[To do] Every line from the top of the records below through the one containing "flower cluster shown" must be copied exactly, and the pictures must not be.

[Provided information]
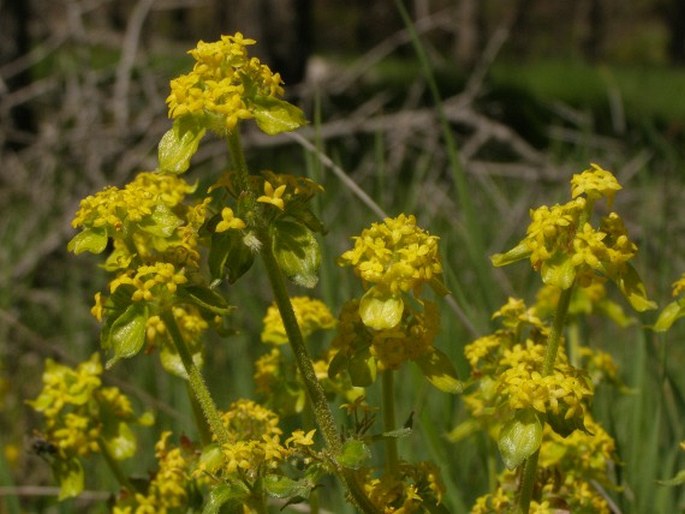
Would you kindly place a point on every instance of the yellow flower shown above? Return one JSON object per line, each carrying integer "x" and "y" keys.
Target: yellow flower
{"x": 679, "y": 286}
{"x": 396, "y": 255}
{"x": 223, "y": 82}
{"x": 298, "y": 437}
{"x": 595, "y": 183}
{"x": 312, "y": 315}
{"x": 273, "y": 196}
{"x": 229, "y": 221}
{"x": 158, "y": 281}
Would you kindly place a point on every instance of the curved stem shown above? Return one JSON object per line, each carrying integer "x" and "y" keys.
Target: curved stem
{"x": 114, "y": 465}
{"x": 196, "y": 380}
{"x": 531, "y": 465}
{"x": 235, "y": 150}
{"x": 392, "y": 458}
{"x": 317, "y": 397}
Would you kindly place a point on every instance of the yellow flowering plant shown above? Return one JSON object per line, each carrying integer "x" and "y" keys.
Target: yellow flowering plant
{"x": 526, "y": 383}
{"x": 171, "y": 249}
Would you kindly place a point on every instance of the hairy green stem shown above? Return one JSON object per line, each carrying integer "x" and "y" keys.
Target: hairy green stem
{"x": 203, "y": 429}
{"x": 531, "y": 465}
{"x": 235, "y": 149}
{"x": 391, "y": 457}
{"x": 322, "y": 411}
{"x": 196, "y": 380}
{"x": 114, "y": 465}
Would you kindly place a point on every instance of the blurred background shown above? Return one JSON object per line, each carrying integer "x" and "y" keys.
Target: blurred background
{"x": 533, "y": 91}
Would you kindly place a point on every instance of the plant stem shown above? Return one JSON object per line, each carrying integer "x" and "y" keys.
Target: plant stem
{"x": 203, "y": 429}
{"x": 531, "y": 465}
{"x": 114, "y": 465}
{"x": 317, "y": 397}
{"x": 235, "y": 149}
{"x": 196, "y": 380}
{"x": 391, "y": 457}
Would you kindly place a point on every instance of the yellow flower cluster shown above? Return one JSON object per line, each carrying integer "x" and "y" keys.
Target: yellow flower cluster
{"x": 117, "y": 209}
{"x": 229, "y": 221}
{"x": 679, "y": 286}
{"x": 415, "y": 488}
{"x": 167, "y": 489}
{"x": 595, "y": 183}
{"x": 247, "y": 420}
{"x": 254, "y": 448}
{"x": 78, "y": 412}
{"x": 568, "y": 468}
{"x": 273, "y": 196}
{"x": 146, "y": 219}
{"x": 395, "y": 255}
{"x": 312, "y": 315}
{"x": 509, "y": 364}
{"x": 156, "y": 282}
{"x": 223, "y": 82}
{"x": 564, "y": 391}
{"x": 565, "y": 247}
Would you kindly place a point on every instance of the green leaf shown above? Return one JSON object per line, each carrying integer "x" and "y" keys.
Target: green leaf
{"x": 229, "y": 255}
{"x": 362, "y": 368}
{"x": 179, "y": 144}
{"x": 393, "y": 434}
{"x": 354, "y": 453}
{"x": 566, "y": 426}
{"x": 520, "y": 438}
{"x": 207, "y": 299}
{"x": 338, "y": 363}
{"x": 379, "y": 310}
{"x": 440, "y": 372}
{"x": 127, "y": 334}
{"x": 274, "y": 116}
{"x": 280, "y": 486}
{"x": 519, "y": 252}
{"x": 630, "y": 284}
{"x": 211, "y": 458}
{"x": 671, "y": 313}
{"x": 559, "y": 271}
{"x": 69, "y": 475}
{"x": 93, "y": 240}
{"x": 463, "y": 430}
{"x": 162, "y": 223}
{"x": 224, "y": 495}
{"x": 123, "y": 444}
{"x": 297, "y": 252}
{"x": 172, "y": 362}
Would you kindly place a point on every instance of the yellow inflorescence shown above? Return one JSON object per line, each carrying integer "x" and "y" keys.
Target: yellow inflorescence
{"x": 679, "y": 286}
{"x": 312, "y": 315}
{"x": 407, "y": 491}
{"x": 229, "y": 221}
{"x": 154, "y": 282}
{"x": 395, "y": 255}
{"x": 168, "y": 488}
{"x": 73, "y": 401}
{"x": 116, "y": 208}
{"x": 222, "y": 82}
{"x": 273, "y": 196}
{"x": 595, "y": 183}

[Response area]
Would you kindly place a point on every instance of the yellow flower shown above? Return one JSON object per line, each carrying integer "x" and "y" keys.
Target: yellow flower
{"x": 679, "y": 286}
{"x": 396, "y": 255}
{"x": 223, "y": 82}
{"x": 298, "y": 437}
{"x": 595, "y": 183}
{"x": 312, "y": 315}
{"x": 273, "y": 196}
{"x": 229, "y": 221}
{"x": 158, "y": 281}
Would you kindly place a point on every instance of the curved stem shown above? Return one JSON object per line, each carrying integer "x" and "y" keys.
Target: curved stem
{"x": 114, "y": 465}
{"x": 196, "y": 380}
{"x": 531, "y": 465}
{"x": 235, "y": 150}
{"x": 392, "y": 458}
{"x": 317, "y": 397}
Would you kindly place a point on every instance of the yellow flowering plant shown above? Return one JSON object per line, each carrying integer "x" and "y" keys.
Target: yellow flowering plant
{"x": 526, "y": 383}
{"x": 171, "y": 249}
Would you kindly place a point on every instance of the hairy green stem shown above? Return one JSON object per line, each carrying integer "x" and "y" keys.
Target: hairy green stem
{"x": 203, "y": 429}
{"x": 531, "y": 465}
{"x": 235, "y": 149}
{"x": 391, "y": 457}
{"x": 322, "y": 411}
{"x": 196, "y": 380}
{"x": 114, "y": 465}
Would you kindly place a point on every instance of the blurred background shown above? Return one JSON object per line, each carrying integer "x" and "y" keys.
Target: blurred background
{"x": 533, "y": 91}
Would you kindly place a point on every instance of the plant stem shown above? Return one JSON object per line, each carrying integer "x" and "y" keys.
Target: plant stem
{"x": 203, "y": 429}
{"x": 531, "y": 465}
{"x": 114, "y": 465}
{"x": 317, "y": 397}
{"x": 235, "y": 149}
{"x": 196, "y": 380}
{"x": 391, "y": 457}
Would you kindly place a point on every instance of the yellow flower cluster shown above? Return one JSON object per line, each carrying integer "x" and "y" keys.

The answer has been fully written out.